Kutipan Pilihan:
= = = = =

Views: 18
Solidernews.com, Yogyakarta. AKTRIS kawakan, Suti Karno (58), mengunjungi Unit Layanan Disabilitas (ULD), Universitas Gadjah Mada (UGM), Jumat (10/1/2025). Pemeran Atun pada sinetron era 90an Si Doel Anak Sekolahan itu, berbagi kisah tentang perjuangannya selama menjadi difabel. Message (pesan) dalam kisahnya itu ialah, agar penyandang disabilitas (difabel) tidak menyerah. Tetap mengejar cita-cita dan terus berkarya.
Suti Karno mengisahkan, setelah 18 tahun hidup dengan diabetes, dia harus menjalani perawatan intensif dengan beberapa kali operasi. Proses tersebut menyebabkan jaringan kulit kakinya mati. Kondisi tersebut dikhawatirkan akan berdampak pada bagian tubuh yang lain.
Melalui berbagai pertimbangan, Suti menerima kenyataan kaki kanannya harus diamputasi. Keputusan tak mudah, yang sempat membuat Suti shock dan terguncang. Dukungan orang-orang terdekat, berhasil menguatkannya. Akhirnya Suti mulai membiasakan diri dengan kondisi barunya.
“Saya kan, baru menjadi disabilitas kurang lebih dua tahun. Saya mengakui ada proses untuk menerima itu semua,” ungkap pemeran Atun di sinetron Si Doel Anak Sekolahan itu.
Kini, ia tidak hanya memupuk semangat hidup tinggi dalam dirinya, tapi juga menyebarkan kesadaran mengenai inklusivitas. Setelah sempat vakum, ia kembali membuat konten di channel YouTube-nya. Suti menyebarkan kisah inspiratif dan memberi dukungan untuk para difabel.
Pada kesempatan itu, Dosen FEB UGM Wuri Handayani pun berbagi kisah perjuangannya. Pegiat inklusivitas di lingkungan kampus itu mengaku, banyak kesulitan yang ia alami, pada awal dia menjadi difabel.

= = = = =

Tugas Tertulis 1: Cetak bagian artikel tentang Suti Karno mulai dari "Kini, ia tidak" sampai dengan "untuk para difabel.".

Data Latihan:
= = = = =

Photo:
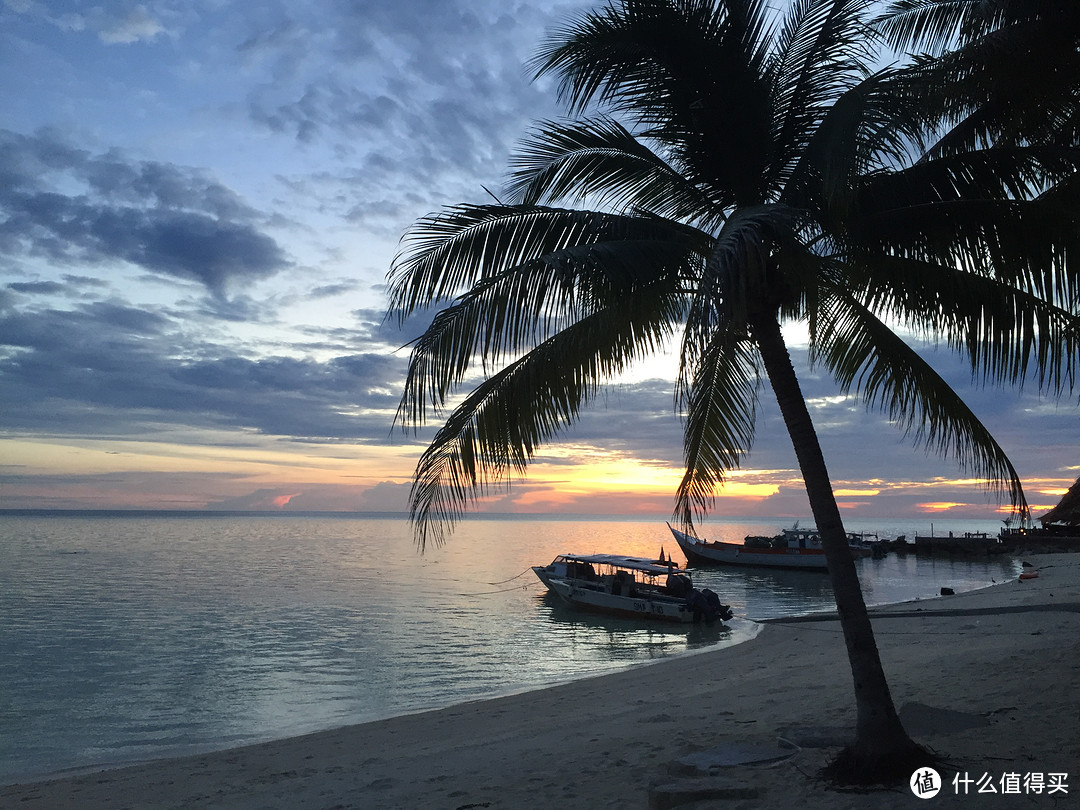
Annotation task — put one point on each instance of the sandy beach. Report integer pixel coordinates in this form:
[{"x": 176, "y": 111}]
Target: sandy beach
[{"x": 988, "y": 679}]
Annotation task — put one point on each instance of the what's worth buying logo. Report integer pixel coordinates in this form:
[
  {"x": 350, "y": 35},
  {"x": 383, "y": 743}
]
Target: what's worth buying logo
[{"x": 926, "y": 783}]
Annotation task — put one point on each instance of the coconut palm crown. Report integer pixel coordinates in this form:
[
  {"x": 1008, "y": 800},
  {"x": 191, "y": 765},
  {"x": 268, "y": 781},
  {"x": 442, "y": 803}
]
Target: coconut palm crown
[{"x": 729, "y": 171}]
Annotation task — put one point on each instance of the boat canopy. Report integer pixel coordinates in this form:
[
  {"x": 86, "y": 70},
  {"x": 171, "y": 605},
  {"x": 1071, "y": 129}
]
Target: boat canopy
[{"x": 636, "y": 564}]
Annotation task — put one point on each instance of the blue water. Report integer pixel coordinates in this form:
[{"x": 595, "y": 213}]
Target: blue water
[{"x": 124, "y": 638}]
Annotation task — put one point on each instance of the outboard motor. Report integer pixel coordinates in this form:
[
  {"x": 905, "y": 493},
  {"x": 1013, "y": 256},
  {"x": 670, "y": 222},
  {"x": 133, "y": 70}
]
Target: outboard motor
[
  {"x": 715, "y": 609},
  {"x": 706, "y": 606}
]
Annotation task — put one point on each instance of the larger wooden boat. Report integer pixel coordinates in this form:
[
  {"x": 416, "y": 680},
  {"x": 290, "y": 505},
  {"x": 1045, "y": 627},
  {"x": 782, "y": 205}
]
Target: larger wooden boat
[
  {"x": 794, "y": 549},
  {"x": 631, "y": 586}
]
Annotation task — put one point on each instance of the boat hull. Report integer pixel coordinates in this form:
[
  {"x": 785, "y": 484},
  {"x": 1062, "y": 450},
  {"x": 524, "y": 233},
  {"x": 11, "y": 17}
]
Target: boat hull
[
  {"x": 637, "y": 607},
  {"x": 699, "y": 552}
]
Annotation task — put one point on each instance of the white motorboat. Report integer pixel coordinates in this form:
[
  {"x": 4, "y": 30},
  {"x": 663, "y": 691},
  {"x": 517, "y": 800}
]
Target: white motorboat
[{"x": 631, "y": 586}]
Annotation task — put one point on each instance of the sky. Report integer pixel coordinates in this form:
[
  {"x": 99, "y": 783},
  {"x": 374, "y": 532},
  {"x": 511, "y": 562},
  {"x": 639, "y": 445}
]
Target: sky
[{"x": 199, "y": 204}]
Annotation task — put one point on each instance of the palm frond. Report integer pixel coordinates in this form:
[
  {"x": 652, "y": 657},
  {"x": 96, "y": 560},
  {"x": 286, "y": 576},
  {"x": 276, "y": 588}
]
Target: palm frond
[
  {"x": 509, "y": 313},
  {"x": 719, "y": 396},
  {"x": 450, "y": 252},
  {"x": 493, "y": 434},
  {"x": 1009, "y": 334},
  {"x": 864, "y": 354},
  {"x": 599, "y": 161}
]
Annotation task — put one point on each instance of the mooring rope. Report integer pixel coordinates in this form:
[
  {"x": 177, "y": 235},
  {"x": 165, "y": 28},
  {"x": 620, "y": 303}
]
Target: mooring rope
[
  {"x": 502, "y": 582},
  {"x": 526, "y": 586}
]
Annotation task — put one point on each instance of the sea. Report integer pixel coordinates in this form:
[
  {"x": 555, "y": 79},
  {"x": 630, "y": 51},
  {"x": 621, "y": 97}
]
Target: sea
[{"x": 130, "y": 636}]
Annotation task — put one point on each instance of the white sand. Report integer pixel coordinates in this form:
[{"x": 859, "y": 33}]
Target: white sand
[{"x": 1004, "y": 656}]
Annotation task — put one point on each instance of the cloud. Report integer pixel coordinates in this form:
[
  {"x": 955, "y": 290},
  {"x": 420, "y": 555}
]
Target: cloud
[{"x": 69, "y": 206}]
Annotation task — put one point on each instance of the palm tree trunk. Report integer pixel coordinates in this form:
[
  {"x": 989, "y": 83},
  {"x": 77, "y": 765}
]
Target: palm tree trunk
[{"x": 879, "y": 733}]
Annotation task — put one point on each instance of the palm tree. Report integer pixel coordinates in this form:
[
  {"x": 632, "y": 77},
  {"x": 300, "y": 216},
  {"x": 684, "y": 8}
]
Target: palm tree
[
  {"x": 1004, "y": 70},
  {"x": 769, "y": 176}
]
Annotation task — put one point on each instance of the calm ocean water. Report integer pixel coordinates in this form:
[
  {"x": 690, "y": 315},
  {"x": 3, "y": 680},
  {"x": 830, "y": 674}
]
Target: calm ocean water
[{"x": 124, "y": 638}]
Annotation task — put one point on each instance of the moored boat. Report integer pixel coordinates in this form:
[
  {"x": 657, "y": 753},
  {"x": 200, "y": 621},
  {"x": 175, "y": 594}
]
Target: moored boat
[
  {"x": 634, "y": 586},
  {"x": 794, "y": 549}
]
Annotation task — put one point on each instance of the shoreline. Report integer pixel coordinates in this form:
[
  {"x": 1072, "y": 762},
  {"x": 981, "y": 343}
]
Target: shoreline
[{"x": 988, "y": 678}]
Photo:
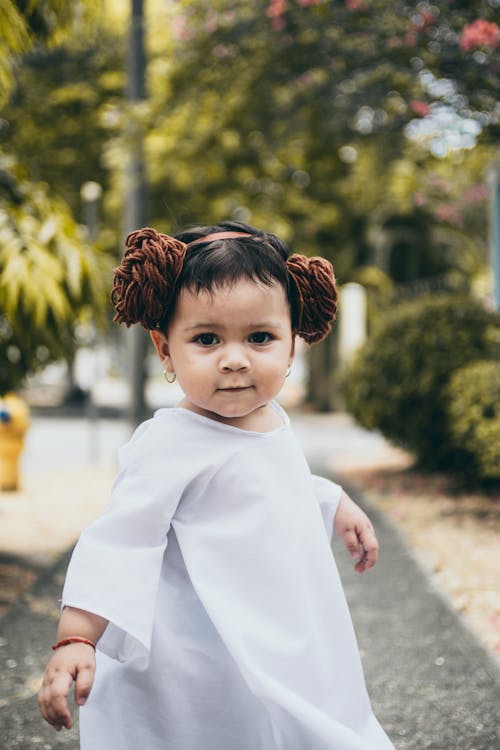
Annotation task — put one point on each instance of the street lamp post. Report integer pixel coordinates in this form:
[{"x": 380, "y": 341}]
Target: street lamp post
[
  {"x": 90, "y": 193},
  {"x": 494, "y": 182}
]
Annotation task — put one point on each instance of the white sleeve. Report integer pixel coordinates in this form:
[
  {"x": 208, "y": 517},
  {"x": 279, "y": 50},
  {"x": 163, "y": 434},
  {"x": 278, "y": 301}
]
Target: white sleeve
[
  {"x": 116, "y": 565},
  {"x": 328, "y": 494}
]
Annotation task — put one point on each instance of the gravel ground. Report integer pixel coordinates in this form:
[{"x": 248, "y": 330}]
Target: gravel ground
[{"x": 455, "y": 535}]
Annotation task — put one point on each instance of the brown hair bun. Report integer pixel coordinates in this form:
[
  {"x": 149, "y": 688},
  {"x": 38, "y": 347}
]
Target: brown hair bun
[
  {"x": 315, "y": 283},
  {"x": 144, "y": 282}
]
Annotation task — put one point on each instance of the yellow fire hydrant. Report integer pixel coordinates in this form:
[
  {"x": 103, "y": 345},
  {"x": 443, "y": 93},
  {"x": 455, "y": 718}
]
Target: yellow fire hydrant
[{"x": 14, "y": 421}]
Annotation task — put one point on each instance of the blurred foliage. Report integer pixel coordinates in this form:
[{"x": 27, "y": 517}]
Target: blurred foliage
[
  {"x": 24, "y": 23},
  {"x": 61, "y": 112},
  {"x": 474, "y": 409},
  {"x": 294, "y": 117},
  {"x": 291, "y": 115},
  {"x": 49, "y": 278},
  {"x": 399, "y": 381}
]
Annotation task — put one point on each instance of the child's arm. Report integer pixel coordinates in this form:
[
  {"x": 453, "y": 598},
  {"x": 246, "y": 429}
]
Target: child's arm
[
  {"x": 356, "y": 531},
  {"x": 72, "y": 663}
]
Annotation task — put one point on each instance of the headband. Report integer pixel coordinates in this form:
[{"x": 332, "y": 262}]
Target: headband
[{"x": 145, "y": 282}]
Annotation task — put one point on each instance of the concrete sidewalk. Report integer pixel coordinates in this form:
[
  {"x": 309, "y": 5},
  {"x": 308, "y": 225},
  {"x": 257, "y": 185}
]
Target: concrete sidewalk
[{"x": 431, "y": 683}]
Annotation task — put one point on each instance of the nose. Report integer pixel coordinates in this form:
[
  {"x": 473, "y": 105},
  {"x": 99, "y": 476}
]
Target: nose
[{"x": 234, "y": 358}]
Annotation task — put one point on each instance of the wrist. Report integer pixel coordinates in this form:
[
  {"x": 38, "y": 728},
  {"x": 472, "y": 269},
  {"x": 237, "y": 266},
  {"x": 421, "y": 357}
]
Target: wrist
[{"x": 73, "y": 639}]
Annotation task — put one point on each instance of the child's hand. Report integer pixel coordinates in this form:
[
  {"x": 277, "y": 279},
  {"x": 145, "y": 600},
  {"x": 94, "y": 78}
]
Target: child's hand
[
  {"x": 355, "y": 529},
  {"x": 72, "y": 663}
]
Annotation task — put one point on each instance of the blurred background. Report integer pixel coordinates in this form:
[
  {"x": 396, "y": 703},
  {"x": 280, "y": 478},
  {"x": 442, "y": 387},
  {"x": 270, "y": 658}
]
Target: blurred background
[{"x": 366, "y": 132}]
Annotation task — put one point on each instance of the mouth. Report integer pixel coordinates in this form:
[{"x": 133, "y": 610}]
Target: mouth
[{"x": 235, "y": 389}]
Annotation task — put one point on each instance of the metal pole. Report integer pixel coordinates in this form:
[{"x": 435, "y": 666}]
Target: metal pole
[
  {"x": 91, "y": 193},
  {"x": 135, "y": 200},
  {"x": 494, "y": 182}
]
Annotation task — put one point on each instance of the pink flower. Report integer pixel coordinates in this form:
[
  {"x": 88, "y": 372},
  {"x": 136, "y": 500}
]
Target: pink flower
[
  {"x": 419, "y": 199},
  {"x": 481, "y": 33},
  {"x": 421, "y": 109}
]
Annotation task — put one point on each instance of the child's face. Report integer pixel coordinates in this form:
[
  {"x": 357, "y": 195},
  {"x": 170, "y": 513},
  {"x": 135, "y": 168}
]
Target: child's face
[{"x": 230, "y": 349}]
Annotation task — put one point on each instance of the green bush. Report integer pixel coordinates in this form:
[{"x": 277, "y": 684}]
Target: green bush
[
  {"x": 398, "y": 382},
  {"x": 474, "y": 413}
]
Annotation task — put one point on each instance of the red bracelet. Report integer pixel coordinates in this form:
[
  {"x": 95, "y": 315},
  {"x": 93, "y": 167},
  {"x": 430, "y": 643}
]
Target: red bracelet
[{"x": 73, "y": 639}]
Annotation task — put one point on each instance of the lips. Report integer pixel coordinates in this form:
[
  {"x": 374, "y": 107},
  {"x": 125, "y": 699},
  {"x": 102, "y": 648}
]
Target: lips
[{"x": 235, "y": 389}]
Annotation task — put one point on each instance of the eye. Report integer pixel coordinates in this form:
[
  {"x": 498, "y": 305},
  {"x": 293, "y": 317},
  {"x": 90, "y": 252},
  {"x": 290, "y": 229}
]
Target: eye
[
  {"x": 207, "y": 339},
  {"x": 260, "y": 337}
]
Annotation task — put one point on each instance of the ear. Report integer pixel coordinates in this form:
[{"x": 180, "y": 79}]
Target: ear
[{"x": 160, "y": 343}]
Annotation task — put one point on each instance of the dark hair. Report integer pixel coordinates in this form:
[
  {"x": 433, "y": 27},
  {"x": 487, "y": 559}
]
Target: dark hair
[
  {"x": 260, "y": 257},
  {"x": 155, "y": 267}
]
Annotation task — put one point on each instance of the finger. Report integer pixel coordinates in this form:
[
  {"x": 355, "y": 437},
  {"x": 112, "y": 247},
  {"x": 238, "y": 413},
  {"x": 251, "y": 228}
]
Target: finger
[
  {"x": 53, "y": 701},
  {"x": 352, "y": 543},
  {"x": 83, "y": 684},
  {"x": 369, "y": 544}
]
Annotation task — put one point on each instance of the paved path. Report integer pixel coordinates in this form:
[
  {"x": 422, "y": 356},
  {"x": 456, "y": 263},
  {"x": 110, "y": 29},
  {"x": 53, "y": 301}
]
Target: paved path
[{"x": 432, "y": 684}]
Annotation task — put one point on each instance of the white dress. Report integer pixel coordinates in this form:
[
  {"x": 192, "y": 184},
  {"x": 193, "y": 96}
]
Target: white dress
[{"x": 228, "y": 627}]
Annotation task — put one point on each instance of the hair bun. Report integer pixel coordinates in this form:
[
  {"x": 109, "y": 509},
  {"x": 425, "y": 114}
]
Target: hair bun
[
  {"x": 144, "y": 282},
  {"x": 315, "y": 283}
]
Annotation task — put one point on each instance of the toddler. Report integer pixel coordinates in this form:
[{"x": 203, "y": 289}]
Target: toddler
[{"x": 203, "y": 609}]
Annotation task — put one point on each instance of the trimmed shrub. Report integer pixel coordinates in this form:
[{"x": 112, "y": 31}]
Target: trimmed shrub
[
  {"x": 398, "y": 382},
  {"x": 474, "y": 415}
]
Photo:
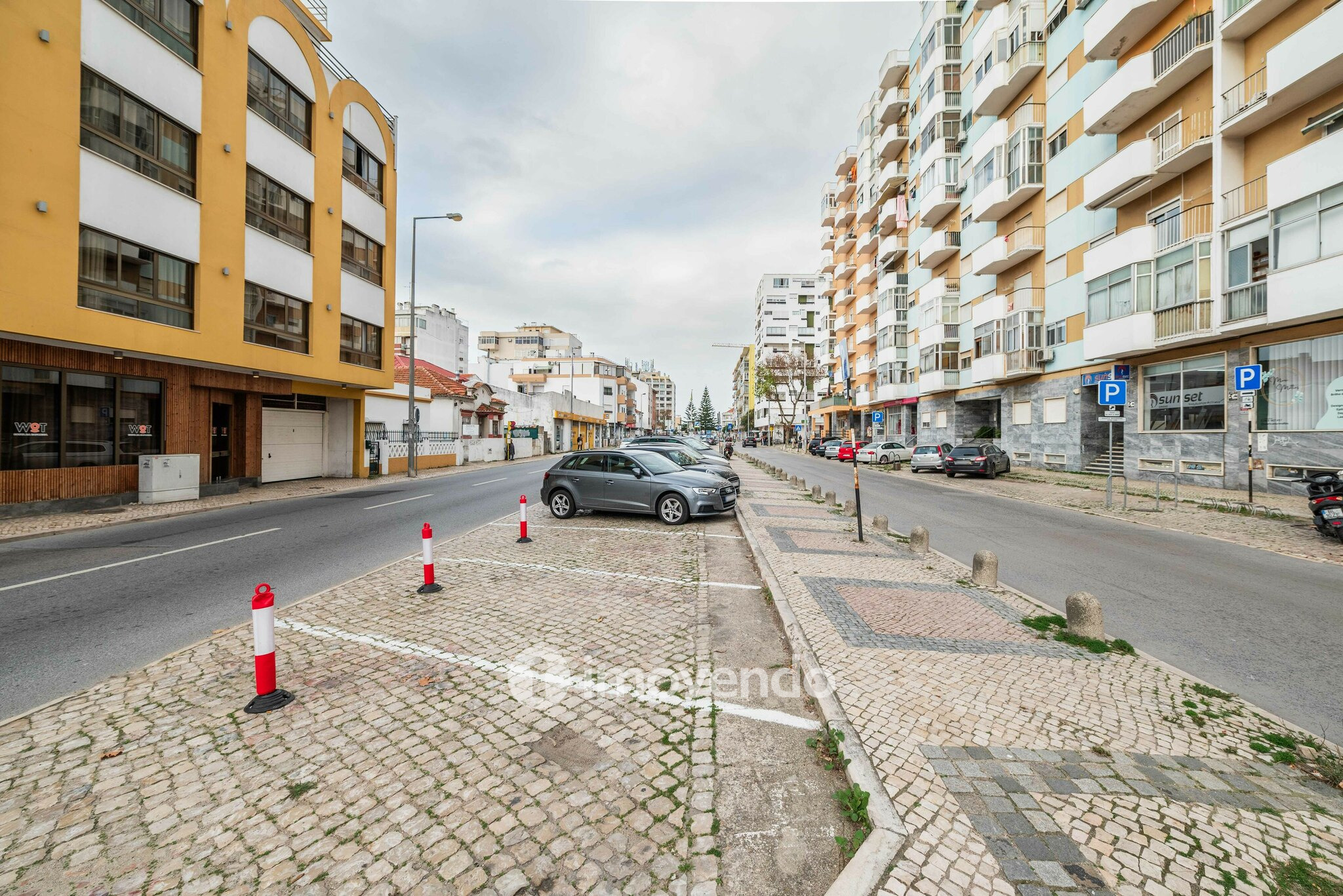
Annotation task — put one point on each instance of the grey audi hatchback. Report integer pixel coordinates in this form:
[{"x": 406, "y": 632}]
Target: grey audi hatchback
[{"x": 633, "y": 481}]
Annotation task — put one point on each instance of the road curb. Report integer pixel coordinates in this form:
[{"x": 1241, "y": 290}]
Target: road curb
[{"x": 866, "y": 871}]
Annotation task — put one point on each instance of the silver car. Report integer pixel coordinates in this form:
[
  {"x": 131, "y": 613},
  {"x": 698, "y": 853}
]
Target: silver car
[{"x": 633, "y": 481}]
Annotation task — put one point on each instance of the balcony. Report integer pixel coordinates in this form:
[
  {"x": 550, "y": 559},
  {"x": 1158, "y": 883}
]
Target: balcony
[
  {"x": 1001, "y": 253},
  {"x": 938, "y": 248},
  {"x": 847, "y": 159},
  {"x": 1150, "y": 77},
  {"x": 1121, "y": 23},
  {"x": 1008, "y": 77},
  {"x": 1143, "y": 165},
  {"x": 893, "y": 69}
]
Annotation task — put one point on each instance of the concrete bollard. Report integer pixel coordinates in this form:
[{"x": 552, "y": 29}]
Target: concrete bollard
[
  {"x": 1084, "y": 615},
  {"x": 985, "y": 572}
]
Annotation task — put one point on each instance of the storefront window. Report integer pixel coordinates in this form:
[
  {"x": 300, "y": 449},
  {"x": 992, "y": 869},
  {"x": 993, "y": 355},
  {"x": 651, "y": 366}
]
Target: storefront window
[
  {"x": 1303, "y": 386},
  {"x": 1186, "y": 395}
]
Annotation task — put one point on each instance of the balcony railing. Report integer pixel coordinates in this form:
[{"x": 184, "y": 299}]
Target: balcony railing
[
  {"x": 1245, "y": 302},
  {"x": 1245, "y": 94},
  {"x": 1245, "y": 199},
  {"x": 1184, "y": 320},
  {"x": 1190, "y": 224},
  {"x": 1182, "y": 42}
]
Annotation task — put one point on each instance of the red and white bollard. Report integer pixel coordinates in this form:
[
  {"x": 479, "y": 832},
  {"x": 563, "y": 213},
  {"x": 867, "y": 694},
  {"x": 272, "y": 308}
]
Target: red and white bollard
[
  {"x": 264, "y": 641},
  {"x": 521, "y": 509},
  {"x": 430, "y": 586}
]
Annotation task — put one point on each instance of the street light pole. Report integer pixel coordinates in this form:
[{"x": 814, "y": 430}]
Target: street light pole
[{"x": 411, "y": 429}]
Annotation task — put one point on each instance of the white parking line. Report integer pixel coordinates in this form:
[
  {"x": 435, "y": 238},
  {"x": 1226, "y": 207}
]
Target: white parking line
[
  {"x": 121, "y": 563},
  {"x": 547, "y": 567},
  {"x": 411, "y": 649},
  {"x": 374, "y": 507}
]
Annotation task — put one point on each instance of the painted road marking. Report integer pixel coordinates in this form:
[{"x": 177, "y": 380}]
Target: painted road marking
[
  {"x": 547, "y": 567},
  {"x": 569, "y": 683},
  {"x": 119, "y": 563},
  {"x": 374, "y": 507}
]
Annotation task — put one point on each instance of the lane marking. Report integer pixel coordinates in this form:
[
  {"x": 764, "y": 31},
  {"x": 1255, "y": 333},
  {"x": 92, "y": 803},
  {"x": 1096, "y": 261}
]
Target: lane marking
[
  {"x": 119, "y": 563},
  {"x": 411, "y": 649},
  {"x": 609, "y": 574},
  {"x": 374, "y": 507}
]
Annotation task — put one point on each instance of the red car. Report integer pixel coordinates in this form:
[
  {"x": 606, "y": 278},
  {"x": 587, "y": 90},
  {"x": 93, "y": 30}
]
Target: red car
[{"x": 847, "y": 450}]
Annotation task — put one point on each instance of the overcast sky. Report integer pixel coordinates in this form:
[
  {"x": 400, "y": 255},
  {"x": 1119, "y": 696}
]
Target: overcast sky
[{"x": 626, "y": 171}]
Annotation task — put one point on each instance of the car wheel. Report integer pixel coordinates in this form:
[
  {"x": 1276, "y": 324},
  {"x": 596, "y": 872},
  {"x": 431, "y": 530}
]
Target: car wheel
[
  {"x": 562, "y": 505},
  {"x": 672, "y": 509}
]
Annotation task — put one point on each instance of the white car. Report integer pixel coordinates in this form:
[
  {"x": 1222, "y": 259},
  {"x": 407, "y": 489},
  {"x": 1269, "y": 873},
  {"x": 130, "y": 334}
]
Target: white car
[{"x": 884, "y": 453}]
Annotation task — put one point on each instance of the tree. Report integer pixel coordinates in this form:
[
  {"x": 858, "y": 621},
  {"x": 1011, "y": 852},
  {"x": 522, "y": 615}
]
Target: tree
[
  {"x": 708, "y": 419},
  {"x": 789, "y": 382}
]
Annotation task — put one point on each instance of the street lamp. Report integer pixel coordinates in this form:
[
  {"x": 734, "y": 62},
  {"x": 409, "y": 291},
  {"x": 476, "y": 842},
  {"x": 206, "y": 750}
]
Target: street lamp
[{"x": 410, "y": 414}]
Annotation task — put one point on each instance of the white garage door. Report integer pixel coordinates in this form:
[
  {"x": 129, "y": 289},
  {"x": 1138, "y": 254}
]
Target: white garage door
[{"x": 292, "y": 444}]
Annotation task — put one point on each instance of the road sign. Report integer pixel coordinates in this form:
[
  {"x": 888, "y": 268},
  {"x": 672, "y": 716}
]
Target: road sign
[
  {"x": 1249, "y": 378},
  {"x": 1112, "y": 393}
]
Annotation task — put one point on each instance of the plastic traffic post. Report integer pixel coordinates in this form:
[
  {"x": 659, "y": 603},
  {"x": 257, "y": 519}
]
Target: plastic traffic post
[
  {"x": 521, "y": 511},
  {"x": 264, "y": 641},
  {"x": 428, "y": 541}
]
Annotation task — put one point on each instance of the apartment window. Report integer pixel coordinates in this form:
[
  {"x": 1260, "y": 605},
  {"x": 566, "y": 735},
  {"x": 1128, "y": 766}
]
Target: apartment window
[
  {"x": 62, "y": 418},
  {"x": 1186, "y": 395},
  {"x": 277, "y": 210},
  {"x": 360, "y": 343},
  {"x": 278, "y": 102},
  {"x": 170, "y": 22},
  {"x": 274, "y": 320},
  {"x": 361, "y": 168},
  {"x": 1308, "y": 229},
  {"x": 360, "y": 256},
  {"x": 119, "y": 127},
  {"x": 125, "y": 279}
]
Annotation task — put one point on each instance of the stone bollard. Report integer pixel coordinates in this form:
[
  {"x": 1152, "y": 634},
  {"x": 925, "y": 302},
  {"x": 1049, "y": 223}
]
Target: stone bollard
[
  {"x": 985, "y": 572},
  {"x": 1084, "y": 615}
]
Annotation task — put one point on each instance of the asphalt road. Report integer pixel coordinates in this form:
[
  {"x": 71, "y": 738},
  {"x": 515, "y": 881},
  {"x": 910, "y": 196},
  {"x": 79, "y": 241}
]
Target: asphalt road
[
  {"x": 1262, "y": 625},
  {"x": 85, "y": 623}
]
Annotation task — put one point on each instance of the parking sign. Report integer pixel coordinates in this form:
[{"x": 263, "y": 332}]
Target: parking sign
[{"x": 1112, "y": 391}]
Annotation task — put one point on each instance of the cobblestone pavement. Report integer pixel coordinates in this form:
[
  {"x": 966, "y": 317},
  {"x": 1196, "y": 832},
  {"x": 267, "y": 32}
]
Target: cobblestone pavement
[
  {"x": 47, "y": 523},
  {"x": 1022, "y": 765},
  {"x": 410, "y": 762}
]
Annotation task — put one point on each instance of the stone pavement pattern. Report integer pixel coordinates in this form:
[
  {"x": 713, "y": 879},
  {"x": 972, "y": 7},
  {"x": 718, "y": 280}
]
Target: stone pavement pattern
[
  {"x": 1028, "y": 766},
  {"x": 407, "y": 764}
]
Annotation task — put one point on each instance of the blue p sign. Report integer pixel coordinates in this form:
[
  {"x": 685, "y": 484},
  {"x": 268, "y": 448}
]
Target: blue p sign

= = = = =

Tugas Tertulis 2: Sebutkan setiap baris data di atas yang memuat kata "shoreline".

Jawaban Latihan 1:
Kini, ia tidak hanya memupuk semangat hidup tinggi dalam dirinya, tapi juga menyebarkan kesadaran mengenai inklusivitas. Setelah sempat vakum, ia kembali membuat konten di channel YouTube-nya. Suti menyebarkan kisah inspiratif dan memberi dukungan untuk para difabel.

Jawaban Latihan 2:
Annotation task — put one point on each instance of the shoreline. Report integer pixel coordinates in this form:
Target: shoreline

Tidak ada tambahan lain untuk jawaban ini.